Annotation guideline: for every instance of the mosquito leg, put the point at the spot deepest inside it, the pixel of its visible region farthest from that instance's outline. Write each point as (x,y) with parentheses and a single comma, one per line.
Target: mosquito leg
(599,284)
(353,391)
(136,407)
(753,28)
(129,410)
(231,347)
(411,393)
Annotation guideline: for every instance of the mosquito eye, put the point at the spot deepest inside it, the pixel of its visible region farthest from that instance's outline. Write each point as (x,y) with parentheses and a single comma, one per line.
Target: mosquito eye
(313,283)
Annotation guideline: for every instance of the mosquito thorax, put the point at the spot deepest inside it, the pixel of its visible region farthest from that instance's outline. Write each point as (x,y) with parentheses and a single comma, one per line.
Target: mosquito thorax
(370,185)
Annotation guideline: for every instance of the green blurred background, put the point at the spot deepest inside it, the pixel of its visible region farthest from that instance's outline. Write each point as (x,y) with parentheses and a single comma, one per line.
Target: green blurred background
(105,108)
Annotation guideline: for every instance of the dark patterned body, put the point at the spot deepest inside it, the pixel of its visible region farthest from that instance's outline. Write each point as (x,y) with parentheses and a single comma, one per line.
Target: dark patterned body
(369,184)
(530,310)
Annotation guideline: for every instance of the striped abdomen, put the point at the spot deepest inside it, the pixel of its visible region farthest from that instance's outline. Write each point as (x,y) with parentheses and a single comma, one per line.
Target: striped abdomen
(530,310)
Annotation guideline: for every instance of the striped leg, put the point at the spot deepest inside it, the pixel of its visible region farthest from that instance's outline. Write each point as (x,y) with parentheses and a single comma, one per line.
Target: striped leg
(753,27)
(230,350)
—————
Reproduce every record above exactly as it appears.

Annotation guideline: for every instance of the mosquito leg, put the point at the spot deepest inside it, the pixel of its visible region farthest from that instance's outline. Write each point as (x,y) with parentheses and a single comma, one per line.
Target: mosquito leg
(599,284)
(353,391)
(136,407)
(753,28)
(129,410)
(231,347)
(411,393)
Annotation guideline: for every instance of the mosquito eye, put the point at the spot deepest inside it, the pixel of its visible region farthest from that instance's outline. Write each point as (x,y) with parentheses and a single comma, one per line.
Target: mosquito eye
(313,283)
Annotation guideline: for every instance of the mosquito thorax, put the point at the spot deepest inside it, the pixel of its visible region farthest from that instance's outline. Write each point as (x,y) with parentheses and a single comma, one per line.
Target: mosquito thorax
(370,185)
Annotation guideline: for every instance of the green blurred background, put the point at the spot deepest inside it, the pixel of its visible region farthest from that instance's outline. Write each point as (x,y) with parentheses and a single comma, one per line.
Target: green blurred background
(105,108)
Annotation guideline: for every instance of the dark patterned body, put the point at the spot deepest inside it, the pixel of its visible region farthest from that instance's outline. Write each point as (x,y) with parentheses and a single comma, one per line.
Target: dark patterned body
(369,184)
(530,310)
Annotation guideline: for every instance of the striped abdomen, put the point at the spot deepest inside it, the pixel of its visible region farthest from that instance's outline. Write each point as (x,y) with parentheses and a single comma, one per line.
Target: striped abdomen
(530,310)
Annotation guideline: for every instance of the striped leg, put the point at the spot deepest inside it, the pixel of its visible region farthest from that instance's outline. Write each point as (x,y) with parentheses and a single comma, one per line.
Target: striped leg
(753,27)
(230,350)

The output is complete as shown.